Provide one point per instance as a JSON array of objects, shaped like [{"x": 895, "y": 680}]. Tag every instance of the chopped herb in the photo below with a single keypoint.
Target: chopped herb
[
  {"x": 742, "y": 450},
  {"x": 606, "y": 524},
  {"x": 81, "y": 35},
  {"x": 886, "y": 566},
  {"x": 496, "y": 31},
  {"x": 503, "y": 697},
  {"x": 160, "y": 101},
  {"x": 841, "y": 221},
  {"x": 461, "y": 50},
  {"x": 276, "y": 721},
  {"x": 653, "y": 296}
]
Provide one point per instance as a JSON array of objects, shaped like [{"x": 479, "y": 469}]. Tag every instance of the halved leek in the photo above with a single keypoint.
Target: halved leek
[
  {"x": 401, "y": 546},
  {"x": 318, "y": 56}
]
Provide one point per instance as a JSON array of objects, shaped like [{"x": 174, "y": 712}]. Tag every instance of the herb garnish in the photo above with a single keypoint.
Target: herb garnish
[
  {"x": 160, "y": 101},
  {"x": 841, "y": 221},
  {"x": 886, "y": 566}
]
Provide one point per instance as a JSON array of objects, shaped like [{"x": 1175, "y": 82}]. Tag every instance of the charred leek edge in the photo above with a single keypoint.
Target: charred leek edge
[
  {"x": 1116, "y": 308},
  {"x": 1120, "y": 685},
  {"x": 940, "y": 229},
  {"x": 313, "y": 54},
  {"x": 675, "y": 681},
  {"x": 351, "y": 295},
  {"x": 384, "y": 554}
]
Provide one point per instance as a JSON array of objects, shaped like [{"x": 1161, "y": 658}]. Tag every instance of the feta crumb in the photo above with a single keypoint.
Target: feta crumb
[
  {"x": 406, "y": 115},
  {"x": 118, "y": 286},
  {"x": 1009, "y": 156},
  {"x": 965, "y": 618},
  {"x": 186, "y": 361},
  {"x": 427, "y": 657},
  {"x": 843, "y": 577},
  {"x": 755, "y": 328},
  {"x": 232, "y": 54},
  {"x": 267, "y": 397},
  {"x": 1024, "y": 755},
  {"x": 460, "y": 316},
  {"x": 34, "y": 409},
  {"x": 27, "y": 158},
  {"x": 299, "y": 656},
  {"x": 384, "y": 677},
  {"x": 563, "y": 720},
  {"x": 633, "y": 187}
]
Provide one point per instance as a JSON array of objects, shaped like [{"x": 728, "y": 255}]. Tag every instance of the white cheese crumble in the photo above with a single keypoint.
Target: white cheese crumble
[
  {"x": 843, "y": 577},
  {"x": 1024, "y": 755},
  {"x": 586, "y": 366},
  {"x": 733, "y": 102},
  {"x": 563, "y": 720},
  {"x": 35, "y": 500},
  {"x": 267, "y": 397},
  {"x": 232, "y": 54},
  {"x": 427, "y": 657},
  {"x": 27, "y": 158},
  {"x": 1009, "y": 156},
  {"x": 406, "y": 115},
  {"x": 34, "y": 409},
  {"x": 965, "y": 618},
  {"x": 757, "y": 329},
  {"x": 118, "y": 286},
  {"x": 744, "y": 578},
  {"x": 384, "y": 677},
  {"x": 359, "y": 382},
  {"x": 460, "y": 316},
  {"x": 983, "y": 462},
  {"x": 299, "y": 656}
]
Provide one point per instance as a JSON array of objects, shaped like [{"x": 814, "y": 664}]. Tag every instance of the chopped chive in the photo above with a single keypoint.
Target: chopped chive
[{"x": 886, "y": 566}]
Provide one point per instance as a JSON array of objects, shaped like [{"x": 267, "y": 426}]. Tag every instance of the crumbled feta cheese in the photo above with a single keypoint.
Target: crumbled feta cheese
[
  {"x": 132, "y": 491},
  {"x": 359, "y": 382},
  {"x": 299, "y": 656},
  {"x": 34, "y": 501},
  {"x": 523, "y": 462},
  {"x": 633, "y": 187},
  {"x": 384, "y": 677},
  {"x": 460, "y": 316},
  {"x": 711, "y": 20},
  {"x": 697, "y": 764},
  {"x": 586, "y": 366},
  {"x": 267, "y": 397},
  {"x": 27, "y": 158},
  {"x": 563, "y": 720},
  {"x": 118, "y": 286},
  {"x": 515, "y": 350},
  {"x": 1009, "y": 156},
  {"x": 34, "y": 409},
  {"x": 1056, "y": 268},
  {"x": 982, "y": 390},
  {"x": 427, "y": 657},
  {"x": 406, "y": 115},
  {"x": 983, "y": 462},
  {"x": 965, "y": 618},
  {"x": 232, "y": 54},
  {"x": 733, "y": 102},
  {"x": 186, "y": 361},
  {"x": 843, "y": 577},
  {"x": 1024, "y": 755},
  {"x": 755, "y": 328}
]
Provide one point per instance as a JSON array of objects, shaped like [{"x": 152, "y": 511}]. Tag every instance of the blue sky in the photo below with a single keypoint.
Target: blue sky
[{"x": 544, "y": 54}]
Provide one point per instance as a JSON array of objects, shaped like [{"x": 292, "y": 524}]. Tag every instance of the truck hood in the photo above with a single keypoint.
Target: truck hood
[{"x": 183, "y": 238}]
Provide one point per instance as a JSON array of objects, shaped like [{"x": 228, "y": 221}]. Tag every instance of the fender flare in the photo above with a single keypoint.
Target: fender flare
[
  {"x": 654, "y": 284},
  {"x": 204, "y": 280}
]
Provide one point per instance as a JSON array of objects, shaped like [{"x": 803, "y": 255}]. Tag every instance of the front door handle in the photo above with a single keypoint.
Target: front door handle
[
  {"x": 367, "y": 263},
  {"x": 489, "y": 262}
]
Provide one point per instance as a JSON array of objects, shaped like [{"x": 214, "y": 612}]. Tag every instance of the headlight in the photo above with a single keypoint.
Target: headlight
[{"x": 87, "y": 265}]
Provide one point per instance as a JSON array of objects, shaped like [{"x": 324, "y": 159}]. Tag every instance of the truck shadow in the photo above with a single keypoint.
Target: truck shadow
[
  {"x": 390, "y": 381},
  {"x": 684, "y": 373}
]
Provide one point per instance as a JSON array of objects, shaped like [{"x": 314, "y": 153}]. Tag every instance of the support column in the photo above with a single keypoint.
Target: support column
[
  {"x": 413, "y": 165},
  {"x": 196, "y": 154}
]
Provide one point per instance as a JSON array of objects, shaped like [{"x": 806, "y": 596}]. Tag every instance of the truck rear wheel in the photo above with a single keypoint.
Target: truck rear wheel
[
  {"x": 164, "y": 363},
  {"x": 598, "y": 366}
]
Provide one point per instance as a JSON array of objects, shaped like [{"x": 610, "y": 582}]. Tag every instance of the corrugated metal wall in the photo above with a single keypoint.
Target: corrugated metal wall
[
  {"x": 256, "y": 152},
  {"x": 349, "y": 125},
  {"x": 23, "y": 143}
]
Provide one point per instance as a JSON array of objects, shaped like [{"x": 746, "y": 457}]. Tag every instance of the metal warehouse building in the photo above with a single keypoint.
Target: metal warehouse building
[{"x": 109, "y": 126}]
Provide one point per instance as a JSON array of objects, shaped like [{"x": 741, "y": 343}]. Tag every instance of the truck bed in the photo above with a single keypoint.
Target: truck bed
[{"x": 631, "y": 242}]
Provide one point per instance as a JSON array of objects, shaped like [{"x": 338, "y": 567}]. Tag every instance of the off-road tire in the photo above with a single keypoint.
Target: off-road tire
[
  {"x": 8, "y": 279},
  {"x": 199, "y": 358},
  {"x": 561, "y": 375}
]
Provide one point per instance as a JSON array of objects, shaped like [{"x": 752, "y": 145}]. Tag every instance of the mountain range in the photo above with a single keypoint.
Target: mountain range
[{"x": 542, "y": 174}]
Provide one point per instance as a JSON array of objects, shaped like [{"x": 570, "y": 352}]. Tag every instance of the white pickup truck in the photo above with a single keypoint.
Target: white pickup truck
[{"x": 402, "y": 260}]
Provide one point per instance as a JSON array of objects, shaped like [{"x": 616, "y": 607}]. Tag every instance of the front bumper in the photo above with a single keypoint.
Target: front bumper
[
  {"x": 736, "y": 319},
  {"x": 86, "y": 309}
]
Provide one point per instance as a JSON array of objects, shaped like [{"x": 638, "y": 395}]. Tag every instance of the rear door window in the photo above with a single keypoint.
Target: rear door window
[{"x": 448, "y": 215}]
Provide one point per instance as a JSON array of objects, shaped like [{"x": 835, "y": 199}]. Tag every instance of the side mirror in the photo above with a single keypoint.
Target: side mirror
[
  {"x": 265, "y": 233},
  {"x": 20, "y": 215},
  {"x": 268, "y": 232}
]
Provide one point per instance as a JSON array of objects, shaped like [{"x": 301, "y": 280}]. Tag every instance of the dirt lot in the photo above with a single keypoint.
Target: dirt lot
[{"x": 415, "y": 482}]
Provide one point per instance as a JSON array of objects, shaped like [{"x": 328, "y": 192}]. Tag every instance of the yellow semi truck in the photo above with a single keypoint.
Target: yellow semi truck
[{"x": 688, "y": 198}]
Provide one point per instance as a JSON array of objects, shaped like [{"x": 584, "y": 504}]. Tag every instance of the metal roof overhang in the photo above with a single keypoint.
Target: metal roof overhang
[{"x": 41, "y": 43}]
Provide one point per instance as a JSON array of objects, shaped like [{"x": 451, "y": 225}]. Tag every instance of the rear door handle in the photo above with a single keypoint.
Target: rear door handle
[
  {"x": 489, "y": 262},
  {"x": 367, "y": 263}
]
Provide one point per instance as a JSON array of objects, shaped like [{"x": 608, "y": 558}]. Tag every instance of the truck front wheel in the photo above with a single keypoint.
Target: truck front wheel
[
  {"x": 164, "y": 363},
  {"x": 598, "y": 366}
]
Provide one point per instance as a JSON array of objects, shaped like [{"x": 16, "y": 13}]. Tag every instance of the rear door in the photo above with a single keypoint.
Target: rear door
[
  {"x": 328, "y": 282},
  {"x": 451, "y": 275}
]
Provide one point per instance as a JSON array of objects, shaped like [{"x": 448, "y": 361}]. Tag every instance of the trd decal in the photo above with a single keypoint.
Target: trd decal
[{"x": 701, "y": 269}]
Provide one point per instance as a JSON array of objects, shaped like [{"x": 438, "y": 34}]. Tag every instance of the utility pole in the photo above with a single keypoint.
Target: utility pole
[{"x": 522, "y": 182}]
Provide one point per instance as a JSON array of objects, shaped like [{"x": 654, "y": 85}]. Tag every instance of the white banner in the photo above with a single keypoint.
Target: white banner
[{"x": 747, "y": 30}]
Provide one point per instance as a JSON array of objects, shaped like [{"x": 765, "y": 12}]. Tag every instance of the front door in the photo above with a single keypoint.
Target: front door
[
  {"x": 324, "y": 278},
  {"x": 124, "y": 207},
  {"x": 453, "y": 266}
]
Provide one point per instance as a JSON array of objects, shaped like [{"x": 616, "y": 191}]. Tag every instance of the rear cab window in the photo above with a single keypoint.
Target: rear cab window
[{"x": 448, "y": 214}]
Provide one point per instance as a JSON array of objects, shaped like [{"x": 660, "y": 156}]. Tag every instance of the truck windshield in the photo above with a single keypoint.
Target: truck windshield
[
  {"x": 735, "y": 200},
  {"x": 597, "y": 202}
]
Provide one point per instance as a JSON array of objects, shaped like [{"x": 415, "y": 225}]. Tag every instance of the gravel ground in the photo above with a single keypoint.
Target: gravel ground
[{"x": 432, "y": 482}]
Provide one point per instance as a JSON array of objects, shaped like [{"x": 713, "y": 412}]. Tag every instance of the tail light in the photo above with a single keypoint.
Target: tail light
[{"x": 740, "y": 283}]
.....
Repeat exactly, and only, the lines from the line with "the white banner" through the end of the listing above, both ends included.

Provide one point per instance as a JSON array of objects, shaped like [{"x": 654, "y": 85}]. Tag every instance of the white banner in the photo above with a single keypoint.
Target: white banner
[{"x": 747, "y": 30}]
Provide one point per instance as a JSON array of objects, shaped like [{"x": 765, "y": 12}]. Tag every instance of the front door in the photo above with a single keypoint.
Target: front door
[
  {"x": 324, "y": 278},
  {"x": 124, "y": 207},
  {"x": 453, "y": 266}
]
Provide one point per instance as a JSON array of objects, shaped like [{"x": 616, "y": 191}]. Tag every instance of the rear cab window in the photo above with a single keypoint.
Target: rear cab window
[{"x": 448, "y": 214}]
Provide one point per instance as a JSON array of objects, shaped like [{"x": 660, "y": 156}]. Tag every instance of the truck windshield in the photo above with a single keypoint.
Target: truck windshield
[
  {"x": 735, "y": 200},
  {"x": 597, "y": 202}
]
Provide one point per instance as a JSON array of objects, shaped like [{"x": 415, "y": 225}]. Tag every instance of the gravel ground in the photo above with a single keypoint.
Target: gravel ground
[{"x": 432, "y": 482}]
Provide one point per instance as a JSON array of objects, shaped like [{"x": 713, "y": 412}]. Tag every instance of the tail light in the photo above with a single keypoint.
Target: tail light
[{"x": 740, "y": 283}]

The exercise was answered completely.